▸ What is required
Output only the span of lines that begins at the line containing "One point marks each instance of the tourist" and ends at the last line of the data, both included, exactly as they appear.

Region pointing data
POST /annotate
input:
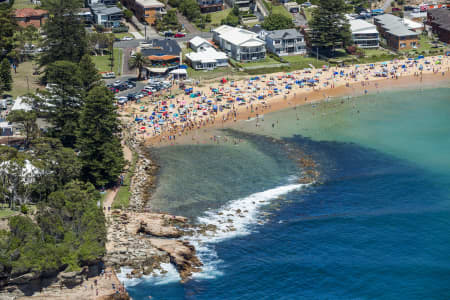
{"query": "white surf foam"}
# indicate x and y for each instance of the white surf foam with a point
(167, 274)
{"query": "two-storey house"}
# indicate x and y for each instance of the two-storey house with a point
(239, 44)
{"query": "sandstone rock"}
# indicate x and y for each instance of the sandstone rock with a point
(181, 254)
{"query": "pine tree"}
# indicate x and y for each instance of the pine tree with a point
(329, 25)
(5, 76)
(90, 76)
(66, 99)
(100, 150)
(66, 37)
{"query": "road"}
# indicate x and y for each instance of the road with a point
(135, 43)
(185, 23)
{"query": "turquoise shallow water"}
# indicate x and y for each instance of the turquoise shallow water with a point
(377, 227)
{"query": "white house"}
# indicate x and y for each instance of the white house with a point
(206, 56)
(20, 104)
(239, 44)
(364, 34)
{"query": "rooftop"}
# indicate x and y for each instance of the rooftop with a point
(198, 41)
(440, 16)
(361, 26)
(395, 25)
(284, 33)
(150, 3)
(160, 48)
(206, 54)
(106, 10)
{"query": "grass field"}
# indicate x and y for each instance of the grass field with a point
(280, 9)
(267, 61)
(24, 81)
(6, 212)
(208, 75)
(122, 199)
(122, 35)
(216, 19)
(302, 62)
(103, 63)
(18, 4)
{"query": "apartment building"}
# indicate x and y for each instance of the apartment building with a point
(239, 44)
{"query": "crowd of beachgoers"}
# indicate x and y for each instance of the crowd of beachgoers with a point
(173, 112)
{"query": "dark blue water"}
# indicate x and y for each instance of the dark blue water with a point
(376, 227)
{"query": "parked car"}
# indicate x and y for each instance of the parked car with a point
(122, 100)
(108, 75)
(132, 83)
(114, 89)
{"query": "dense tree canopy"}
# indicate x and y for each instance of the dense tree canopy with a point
(66, 37)
(277, 21)
(7, 28)
(65, 100)
(330, 28)
(99, 145)
(5, 76)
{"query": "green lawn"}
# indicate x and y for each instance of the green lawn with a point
(267, 61)
(308, 13)
(24, 81)
(122, 35)
(6, 212)
(19, 4)
(301, 62)
(216, 19)
(122, 199)
(208, 75)
(103, 63)
(280, 9)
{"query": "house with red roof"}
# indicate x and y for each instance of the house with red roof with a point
(30, 16)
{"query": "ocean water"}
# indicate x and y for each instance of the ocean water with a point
(376, 226)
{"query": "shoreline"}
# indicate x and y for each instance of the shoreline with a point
(297, 99)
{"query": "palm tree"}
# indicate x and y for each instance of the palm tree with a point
(138, 62)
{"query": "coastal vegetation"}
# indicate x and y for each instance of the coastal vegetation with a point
(57, 172)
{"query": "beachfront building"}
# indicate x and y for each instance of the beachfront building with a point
(164, 56)
(292, 7)
(243, 5)
(206, 56)
(286, 42)
(106, 16)
(239, 44)
(439, 20)
(397, 34)
(146, 10)
(210, 5)
(364, 34)
(30, 16)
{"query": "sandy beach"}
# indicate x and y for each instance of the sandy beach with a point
(167, 118)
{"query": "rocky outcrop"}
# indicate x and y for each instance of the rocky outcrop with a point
(182, 255)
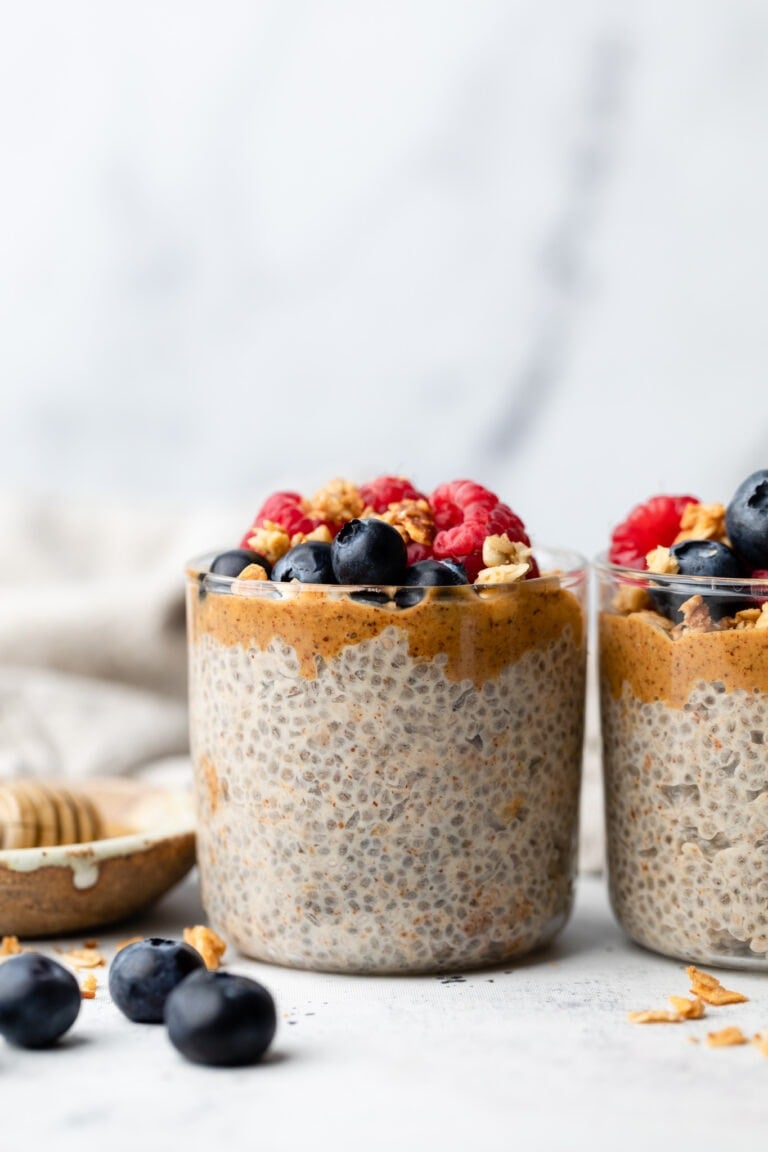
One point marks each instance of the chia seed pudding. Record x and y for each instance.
(685, 759)
(387, 785)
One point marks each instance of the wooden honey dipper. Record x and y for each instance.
(36, 815)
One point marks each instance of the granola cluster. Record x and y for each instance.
(705, 990)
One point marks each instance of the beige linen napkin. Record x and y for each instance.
(92, 643)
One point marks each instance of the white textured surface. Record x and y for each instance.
(538, 1056)
(255, 244)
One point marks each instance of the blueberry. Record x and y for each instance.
(457, 567)
(746, 521)
(700, 558)
(369, 552)
(309, 562)
(233, 562)
(144, 974)
(427, 574)
(39, 1000)
(371, 596)
(221, 1018)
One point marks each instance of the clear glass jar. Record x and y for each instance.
(684, 715)
(388, 780)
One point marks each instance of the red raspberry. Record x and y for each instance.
(652, 524)
(386, 490)
(456, 501)
(465, 513)
(286, 509)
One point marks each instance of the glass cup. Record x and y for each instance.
(684, 715)
(387, 780)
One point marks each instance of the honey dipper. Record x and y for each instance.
(36, 815)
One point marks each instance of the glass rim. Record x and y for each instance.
(736, 584)
(572, 569)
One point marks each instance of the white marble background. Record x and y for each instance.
(246, 244)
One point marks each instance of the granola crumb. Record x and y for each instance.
(207, 942)
(709, 988)
(661, 562)
(702, 522)
(746, 619)
(9, 946)
(337, 501)
(655, 1016)
(725, 1038)
(412, 518)
(506, 560)
(696, 616)
(689, 1009)
(270, 540)
(89, 986)
(682, 1009)
(253, 571)
(84, 957)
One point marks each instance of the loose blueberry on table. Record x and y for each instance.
(221, 1018)
(144, 974)
(39, 1000)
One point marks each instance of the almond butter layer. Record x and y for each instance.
(637, 652)
(479, 634)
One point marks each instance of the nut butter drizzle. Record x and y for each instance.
(478, 633)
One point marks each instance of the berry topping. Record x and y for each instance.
(701, 558)
(387, 490)
(221, 1018)
(143, 975)
(308, 562)
(236, 560)
(286, 509)
(450, 524)
(432, 573)
(369, 552)
(39, 1000)
(427, 574)
(652, 524)
(465, 513)
(746, 521)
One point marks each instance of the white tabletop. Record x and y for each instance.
(538, 1055)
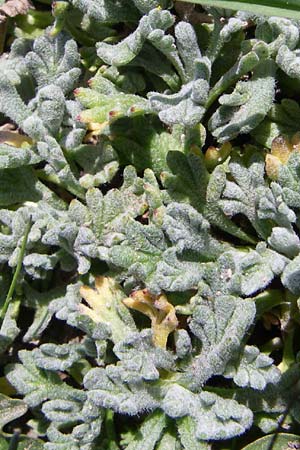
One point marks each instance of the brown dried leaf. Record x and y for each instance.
(14, 7)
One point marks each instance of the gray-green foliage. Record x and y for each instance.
(124, 203)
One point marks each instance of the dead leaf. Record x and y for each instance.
(14, 7)
(160, 312)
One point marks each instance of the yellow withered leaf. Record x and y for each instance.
(281, 150)
(160, 312)
(105, 306)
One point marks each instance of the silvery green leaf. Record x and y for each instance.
(280, 120)
(10, 409)
(83, 432)
(168, 441)
(62, 410)
(51, 107)
(99, 162)
(108, 108)
(288, 178)
(125, 51)
(147, 146)
(37, 265)
(150, 60)
(110, 11)
(106, 309)
(272, 206)
(18, 185)
(220, 324)
(183, 343)
(9, 329)
(244, 273)
(222, 33)
(277, 31)
(177, 273)
(42, 316)
(54, 61)
(246, 63)
(245, 189)
(187, 430)
(11, 103)
(186, 179)
(149, 432)
(288, 61)
(51, 151)
(291, 276)
(186, 107)
(145, 5)
(284, 241)
(140, 359)
(107, 390)
(214, 417)
(243, 110)
(253, 369)
(140, 252)
(57, 357)
(188, 230)
(37, 385)
(12, 157)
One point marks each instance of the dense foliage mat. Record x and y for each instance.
(149, 228)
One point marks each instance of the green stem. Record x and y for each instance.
(17, 272)
(3, 29)
(288, 357)
(109, 426)
(14, 442)
(52, 178)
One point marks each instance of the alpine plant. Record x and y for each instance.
(150, 198)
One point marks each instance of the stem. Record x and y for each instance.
(14, 442)
(109, 426)
(3, 29)
(17, 272)
(288, 357)
(52, 178)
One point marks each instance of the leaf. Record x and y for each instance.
(61, 65)
(160, 312)
(243, 110)
(18, 185)
(220, 324)
(106, 389)
(9, 329)
(253, 369)
(57, 357)
(291, 276)
(10, 409)
(11, 157)
(214, 417)
(186, 429)
(187, 106)
(140, 359)
(110, 11)
(278, 441)
(279, 7)
(125, 51)
(105, 307)
(35, 384)
(12, 8)
(149, 432)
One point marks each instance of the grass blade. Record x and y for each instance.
(283, 8)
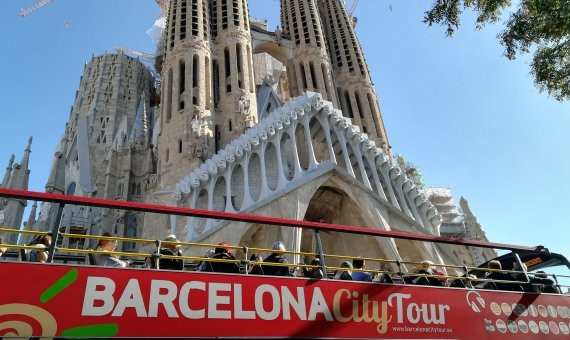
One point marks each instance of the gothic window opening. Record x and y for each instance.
(224, 14)
(195, 79)
(359, 106)
(236, 12)
(208, 82)
(182, 77)
(169, 96)
(218, 136)
(303, 76)
(326, 80)
(131, 232)
(183, 20)
(313, 76)
(194, 18)
(216, 82)
(348, 104)
(245, 14)
(228, 69)
(205, 22)
(250, 69)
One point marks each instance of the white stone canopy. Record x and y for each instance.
(279, 153)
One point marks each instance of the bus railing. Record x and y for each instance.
(402, 273)
(62, 200)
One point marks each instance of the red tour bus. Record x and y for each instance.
(79, 300)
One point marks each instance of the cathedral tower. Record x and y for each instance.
(12, 210)
(186, 123)
(355, 90)
(234, 99)
(310, 68)
(105, 150)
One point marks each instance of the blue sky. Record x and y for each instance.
(468, 117)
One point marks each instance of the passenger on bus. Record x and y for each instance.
(313, 273)
(108, 260)
(2, 249)
(383, 277)
(425, 268)
(256, 269)
(206, 266)
(358, 275)
(276, 257)
(40, 255)
(345, 274)
(500, 276)
(224, 253)
(171, 250)
(544, 284)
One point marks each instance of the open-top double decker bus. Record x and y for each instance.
(81, 300)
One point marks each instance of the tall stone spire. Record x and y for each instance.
(8, 172)
(235, 102)
(56, 180)
(14, 209)
(310, 69)
(357, 97)
(21, 171)
(186, 125)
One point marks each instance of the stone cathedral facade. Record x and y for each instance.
(283, 123)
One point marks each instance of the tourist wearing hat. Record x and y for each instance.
(345, 274)
(108, 260)
(226, 260)
(170, 249)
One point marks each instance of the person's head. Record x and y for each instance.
(255, 258)
(494, 265)
(223, 248)
(107, 244)
(358, 263)
(278, 247)
(171, 238)
(426, 265)
(518, 267)
(46, 240)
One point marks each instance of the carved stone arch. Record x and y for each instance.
(271, 166)
(219, 194)
(331, 204)
(353, 156)
(319, 140)
(287, 155)
(237, 187)
(302, 146)
(254, 176)
(337, 149)
(201, 203)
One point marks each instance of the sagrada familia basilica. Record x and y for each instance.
(282, 123)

▸ Reply
One point marks each instance of the tourist wearing hat. Record x and y for each instance.
(345, 274)
(108, 260)
(226, 260)
(170, 249)
One point marks each instance of the person's head. Record x and y for each instance.
(255, 258)
(494, 265)
(223, 248)
(107, 244)
(358, 263)
(278, 247)
(171, 238)
(426, 265)
(518, 267)
(46, 240)
One point marks each instance of the carved stone arch. Record x and y for each instance.
(271, 166)
(219, 194)
(331, 204)
(353, 156)
(319, 140)
(287, 155)
(237, 187)
(302, 146)
(254, 176)
(337, 149)
(201, 203)
One point marks each instance of the sagrada familia basilica. Record x and y for each instance.
(282, 123)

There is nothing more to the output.